■ **Tareas**
1. ¿Puedes duplicar íntegro el texto sobre las revoluciones de independencia en América, sin alterar nada?
2. ¿Puedes dar formato de lista JSON de cadenas a las líneas de los registros que empiezan en la línea que contiene "Pick out the asphalt, placing" y siguen hasta el final de los registros, incluidos ambos extremos? Pon una cadena por línea, omite las líneas en blanco y no incluyas nada más.

■ **Texto de origen**
··········
Hubo revoluciones sociales en diferentes lugares durante el proceso, más o
menos victoriosas, inconclusas, parciales o derrotadas. Desde las complejas
sociedades de dominación resultantes de la larga época colonial fue que cada
país enfrentó la ruptura del orden colonial y la formación de los Estados
independientes.
Solamente la violencia
revolucionaria pudo ser eficaz para conseguir que individuos y grupos sociales
se representaran negar y trascender su situación de colonizados o su condición
servil y actuar en consecuencia, ser muy subversivos en sus prácticas,
sacrificarse, persistir durante las circunstancias más difíciles, organizarse
militar y políticamente, superar hasta donde fue necesario las divisiones en
castas que tenían y las ideas y sentimientos correspondientes, cambiarse o
reeducarse a sí mismos en buena medida, crear nuevas instituciones y
relaciones, vencer a sus enemigos e instituir países que se reconocieran como
tales y masas de personas que fueran o aspiraran a ser sus ciudadanos. En
general, las independencias se consideraron parte de una epopeya y un proyecto
americanos, y así quedaron fijados en la conciencia social y en los discursos
más influyentes. Moderados, aprovechados y conservadores americanos tuvieron
que adoptar los símbolos de la epopeya libertadora, incluso los que querían
mediatizarla y controlarla.
··········
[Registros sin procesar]
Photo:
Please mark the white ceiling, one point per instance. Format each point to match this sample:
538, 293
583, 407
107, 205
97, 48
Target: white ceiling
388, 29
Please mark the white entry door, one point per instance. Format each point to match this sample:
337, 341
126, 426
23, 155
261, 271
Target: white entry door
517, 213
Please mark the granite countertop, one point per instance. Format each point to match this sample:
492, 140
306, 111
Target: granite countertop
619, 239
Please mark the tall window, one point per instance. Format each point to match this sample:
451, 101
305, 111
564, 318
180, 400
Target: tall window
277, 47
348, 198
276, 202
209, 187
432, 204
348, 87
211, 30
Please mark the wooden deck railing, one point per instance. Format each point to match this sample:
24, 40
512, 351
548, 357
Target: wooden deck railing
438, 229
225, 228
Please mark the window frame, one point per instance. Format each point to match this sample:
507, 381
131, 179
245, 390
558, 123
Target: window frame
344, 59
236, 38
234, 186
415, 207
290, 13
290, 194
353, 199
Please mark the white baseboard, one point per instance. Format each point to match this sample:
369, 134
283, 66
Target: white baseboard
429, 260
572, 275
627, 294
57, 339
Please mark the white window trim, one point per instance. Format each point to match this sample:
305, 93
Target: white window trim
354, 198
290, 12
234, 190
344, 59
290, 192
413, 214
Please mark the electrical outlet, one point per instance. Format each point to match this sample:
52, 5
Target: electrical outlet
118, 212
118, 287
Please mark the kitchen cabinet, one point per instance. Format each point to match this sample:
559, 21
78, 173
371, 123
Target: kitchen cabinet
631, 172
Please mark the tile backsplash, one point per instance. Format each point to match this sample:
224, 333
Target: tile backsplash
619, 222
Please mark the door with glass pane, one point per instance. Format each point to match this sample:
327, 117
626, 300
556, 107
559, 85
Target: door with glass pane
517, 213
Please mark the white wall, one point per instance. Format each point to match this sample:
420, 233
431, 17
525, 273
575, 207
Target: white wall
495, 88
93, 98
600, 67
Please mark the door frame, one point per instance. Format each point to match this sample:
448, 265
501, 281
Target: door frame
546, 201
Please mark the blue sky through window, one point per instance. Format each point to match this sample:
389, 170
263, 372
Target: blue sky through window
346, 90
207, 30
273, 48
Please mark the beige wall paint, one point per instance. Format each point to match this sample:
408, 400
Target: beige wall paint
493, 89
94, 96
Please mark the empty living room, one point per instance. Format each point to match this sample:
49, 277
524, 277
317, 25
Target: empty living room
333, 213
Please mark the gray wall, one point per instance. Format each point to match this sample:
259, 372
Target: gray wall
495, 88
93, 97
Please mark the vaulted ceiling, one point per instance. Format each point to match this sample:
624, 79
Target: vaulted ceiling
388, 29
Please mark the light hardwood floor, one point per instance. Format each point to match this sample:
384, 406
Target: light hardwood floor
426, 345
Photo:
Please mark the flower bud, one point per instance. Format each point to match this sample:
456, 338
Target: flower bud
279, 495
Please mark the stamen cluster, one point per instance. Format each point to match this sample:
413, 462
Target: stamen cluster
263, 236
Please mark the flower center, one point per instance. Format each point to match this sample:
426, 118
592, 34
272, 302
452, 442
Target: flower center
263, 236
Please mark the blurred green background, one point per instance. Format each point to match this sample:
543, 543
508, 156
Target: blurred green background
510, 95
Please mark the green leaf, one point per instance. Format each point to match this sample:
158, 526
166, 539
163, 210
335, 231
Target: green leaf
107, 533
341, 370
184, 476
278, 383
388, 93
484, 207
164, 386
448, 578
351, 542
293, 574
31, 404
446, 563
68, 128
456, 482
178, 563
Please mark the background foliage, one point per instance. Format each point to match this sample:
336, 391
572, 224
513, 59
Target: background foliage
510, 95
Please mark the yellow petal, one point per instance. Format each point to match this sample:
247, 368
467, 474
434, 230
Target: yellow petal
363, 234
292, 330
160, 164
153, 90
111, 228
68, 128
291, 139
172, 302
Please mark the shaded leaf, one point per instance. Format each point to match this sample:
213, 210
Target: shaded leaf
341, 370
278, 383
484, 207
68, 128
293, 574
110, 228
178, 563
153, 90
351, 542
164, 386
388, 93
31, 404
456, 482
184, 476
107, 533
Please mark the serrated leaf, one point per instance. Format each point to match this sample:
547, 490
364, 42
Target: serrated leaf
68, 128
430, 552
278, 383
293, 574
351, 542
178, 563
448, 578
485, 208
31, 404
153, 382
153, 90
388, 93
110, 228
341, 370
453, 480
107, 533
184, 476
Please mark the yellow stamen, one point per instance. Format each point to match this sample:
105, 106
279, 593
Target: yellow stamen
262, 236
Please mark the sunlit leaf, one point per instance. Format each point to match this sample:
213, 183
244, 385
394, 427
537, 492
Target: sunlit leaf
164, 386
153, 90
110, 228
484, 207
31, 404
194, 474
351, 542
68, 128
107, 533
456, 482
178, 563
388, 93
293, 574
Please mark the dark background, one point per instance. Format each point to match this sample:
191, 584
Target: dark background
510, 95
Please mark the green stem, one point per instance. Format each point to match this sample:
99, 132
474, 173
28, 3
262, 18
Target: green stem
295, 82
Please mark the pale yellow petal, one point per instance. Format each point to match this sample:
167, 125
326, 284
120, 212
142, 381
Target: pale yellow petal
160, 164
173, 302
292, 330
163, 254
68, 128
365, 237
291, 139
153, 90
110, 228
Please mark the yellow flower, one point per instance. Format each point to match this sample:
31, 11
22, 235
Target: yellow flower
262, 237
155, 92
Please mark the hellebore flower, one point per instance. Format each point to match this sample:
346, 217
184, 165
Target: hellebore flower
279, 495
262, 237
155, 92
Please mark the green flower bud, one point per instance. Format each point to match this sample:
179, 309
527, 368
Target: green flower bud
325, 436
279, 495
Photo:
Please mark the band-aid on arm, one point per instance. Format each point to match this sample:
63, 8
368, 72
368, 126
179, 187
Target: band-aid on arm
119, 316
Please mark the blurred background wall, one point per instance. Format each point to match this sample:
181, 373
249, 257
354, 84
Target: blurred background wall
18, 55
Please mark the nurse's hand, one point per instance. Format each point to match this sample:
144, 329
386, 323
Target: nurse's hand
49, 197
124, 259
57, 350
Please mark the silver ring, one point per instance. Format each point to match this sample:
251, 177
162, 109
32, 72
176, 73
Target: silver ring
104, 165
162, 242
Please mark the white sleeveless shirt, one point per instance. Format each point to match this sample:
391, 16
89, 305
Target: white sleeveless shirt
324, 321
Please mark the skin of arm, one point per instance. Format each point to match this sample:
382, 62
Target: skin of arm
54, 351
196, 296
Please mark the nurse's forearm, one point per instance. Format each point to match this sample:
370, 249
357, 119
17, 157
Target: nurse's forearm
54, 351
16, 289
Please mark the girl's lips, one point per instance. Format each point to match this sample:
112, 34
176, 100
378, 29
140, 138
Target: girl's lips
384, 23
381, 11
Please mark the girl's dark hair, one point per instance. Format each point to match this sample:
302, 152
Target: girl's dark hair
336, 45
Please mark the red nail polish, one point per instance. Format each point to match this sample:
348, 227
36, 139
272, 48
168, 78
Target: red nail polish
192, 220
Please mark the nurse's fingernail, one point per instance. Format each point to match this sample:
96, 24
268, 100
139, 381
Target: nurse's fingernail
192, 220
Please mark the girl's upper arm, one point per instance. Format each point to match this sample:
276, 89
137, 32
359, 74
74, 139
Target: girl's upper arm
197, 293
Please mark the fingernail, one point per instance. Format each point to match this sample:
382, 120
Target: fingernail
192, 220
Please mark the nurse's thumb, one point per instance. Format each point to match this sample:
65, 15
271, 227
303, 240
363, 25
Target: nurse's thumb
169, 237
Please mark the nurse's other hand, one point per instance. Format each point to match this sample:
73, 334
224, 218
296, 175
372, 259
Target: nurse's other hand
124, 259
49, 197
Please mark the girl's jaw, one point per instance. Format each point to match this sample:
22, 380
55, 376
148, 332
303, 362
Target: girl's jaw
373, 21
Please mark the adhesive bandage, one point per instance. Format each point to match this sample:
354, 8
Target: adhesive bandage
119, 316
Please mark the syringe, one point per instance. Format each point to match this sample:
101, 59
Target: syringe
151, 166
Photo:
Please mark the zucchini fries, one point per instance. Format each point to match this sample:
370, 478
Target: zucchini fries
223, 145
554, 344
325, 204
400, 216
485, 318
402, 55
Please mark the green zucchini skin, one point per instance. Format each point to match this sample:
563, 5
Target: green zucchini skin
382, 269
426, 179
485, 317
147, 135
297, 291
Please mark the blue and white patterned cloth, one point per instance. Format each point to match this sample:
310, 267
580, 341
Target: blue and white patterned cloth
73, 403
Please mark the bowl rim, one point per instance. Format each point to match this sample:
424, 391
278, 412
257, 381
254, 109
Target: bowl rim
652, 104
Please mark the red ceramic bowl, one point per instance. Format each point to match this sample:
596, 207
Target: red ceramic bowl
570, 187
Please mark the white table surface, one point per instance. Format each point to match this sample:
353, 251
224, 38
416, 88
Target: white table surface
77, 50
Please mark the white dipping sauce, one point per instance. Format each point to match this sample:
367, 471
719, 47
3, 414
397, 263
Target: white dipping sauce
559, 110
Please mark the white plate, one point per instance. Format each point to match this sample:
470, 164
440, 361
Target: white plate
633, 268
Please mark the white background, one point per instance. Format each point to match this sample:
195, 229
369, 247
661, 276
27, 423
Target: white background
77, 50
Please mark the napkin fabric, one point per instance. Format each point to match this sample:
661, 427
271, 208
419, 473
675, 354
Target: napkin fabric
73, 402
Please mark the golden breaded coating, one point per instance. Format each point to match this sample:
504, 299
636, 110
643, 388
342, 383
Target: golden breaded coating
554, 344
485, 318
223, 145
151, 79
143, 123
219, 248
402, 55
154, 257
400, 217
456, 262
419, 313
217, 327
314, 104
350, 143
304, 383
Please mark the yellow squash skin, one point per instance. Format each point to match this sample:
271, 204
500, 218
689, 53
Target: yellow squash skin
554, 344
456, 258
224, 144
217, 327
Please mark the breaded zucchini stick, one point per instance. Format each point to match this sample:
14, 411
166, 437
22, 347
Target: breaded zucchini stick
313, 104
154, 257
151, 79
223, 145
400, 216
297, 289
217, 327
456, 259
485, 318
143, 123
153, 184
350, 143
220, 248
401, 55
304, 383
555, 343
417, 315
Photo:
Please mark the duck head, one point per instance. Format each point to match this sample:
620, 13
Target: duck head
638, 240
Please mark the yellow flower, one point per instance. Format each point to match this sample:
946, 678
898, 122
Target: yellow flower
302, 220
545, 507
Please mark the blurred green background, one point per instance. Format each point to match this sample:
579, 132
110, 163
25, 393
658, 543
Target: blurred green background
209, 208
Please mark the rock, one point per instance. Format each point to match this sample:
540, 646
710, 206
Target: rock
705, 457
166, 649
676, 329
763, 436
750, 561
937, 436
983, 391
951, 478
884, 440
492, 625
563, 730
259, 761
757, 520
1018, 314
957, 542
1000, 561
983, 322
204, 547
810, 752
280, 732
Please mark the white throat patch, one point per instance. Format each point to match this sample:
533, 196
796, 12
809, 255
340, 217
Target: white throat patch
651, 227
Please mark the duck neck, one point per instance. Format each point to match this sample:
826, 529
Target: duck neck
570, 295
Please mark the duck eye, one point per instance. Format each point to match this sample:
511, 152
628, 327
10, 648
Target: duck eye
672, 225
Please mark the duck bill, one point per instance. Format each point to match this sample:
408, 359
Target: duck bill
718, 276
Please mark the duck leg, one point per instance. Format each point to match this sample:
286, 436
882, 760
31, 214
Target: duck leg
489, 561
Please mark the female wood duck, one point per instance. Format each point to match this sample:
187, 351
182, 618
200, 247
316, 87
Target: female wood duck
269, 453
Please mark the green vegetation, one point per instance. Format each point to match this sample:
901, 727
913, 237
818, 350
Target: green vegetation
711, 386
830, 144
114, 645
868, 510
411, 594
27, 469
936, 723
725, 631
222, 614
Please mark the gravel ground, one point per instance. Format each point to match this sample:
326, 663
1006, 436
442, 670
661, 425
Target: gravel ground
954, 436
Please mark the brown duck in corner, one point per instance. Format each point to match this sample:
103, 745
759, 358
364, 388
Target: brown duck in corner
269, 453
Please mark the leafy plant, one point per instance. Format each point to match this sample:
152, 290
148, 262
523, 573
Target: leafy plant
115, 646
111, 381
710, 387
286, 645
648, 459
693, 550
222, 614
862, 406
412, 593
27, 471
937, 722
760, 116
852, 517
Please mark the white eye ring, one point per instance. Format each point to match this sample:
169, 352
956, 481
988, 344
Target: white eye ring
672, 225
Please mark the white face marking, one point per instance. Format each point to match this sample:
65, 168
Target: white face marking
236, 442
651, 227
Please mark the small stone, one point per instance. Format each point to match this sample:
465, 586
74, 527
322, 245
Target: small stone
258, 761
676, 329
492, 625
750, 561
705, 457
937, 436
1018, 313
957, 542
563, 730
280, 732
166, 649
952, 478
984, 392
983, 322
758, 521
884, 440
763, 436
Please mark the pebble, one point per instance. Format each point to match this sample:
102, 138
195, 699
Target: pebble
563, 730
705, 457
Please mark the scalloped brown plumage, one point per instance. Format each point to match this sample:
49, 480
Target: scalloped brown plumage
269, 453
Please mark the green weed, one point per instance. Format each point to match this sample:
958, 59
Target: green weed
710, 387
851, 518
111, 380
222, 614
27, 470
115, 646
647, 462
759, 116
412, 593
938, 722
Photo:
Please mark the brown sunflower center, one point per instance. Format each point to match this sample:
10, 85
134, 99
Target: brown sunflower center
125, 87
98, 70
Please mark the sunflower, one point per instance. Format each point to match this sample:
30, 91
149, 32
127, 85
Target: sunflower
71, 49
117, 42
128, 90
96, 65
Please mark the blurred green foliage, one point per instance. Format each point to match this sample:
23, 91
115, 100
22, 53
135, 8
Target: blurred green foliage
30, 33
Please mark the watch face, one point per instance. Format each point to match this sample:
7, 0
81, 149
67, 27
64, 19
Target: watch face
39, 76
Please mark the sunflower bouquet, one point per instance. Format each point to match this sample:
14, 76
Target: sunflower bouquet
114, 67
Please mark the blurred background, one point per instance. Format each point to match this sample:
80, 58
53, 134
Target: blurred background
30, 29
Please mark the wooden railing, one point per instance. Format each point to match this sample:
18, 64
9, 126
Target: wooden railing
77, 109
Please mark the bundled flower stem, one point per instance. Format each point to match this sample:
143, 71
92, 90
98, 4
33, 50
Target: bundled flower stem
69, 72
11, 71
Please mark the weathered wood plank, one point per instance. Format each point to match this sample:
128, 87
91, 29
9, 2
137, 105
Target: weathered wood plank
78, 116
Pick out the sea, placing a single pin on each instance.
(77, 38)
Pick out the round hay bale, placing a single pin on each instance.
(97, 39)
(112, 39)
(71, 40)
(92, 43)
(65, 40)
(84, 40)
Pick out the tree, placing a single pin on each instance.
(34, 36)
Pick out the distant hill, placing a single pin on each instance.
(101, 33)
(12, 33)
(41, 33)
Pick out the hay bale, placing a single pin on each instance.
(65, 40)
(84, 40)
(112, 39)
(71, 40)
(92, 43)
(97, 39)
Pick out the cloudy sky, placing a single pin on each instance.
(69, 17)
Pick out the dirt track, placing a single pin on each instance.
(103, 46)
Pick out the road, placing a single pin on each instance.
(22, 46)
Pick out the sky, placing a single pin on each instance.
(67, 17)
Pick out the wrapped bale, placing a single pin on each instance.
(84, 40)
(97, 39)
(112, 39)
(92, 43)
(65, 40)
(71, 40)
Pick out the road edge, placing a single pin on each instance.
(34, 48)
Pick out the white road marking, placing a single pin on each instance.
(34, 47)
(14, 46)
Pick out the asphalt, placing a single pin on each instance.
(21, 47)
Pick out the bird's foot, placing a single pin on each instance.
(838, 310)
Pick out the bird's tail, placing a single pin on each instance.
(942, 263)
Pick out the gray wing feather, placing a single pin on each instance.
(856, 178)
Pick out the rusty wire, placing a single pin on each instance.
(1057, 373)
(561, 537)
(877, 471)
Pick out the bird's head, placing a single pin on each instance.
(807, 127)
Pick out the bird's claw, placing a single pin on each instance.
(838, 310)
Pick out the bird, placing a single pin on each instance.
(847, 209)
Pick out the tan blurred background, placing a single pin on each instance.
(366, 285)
··········
■ **Respuestas**
1.
Hubo revoluciones sociales en diferentes lugares durante el proceso, más o
menos victoriosas, inconclusas, parciales o derrotadas. Desde las complejas
sociedades de dominación resultantes de la larga época colonial fue que cada
país enfrentó la ruptura del orden colonial y la formación de los Estados
independientes.
Solamente la violencia
revolucionaria pudo ser eficaz para conseguir que individuos y grupos sociales
se representaran negar y trascender su situación de colonizados o su condición
servil y actuar en consecuencia, ser muy subversivos en sus prácticas,
sacrificarse, persistir durante las circunstancias más difíciles, organizarse
militar y políticamente, superar hasta donde fue necesario las divisiones en
castas que tenían y las ideas y sentimientos correspondientes, cambiarse o
reeducarse a sí mismos en buena medida, crear nuevas instituciones y
relaciones, vencer a sus enemigos e instituir países que se reconocieran como
tales y masas de personas que fueran o aspiraran a ser sus ciudadanos. En
general, las independencias se consideraron parte de una epopeya y un proyecto
americanos, y así quedaron fijados en la conciencia social y en los discursos
más influyentes. Moderados, aprovechados y conservadores americanos tuvieron
que adoptar los símbolos de la epopeya libertadora, incluso los que querían
mediatizarla y controlarla.

2.
[
  "Pick out the asphalt, placing a single pin on each instance.",
  "(21, 47)",
  "Pick out the bird's foot, placing a single pin on each instance.",
  "(838, 310)",
  "Pick out the bird's tail, placing a single pin on each instance.",
  "(942, 263)",
  "Pick out the gray wing feather, placing a single pin on each instance.",
  "(856, 178)",
  "Pick out the rusty wire, placing a single pin on each instance.",
  "(1057, 373)",
  "(561, 537)",
  "(877, 471)",
  "Pick out the bird's head, placing a single pin on each instance.",
  "(807, 127)",
  "Pick out the bird's claw, placing a single pin on each instance.",
  "(838, 310)",
  "Pick out the bird, placing a single pin on each instance.",
  "(847, 209)",
  "Pick out the tan blurred background, placing a single pin on each instance.",
  "(366, 285)"
]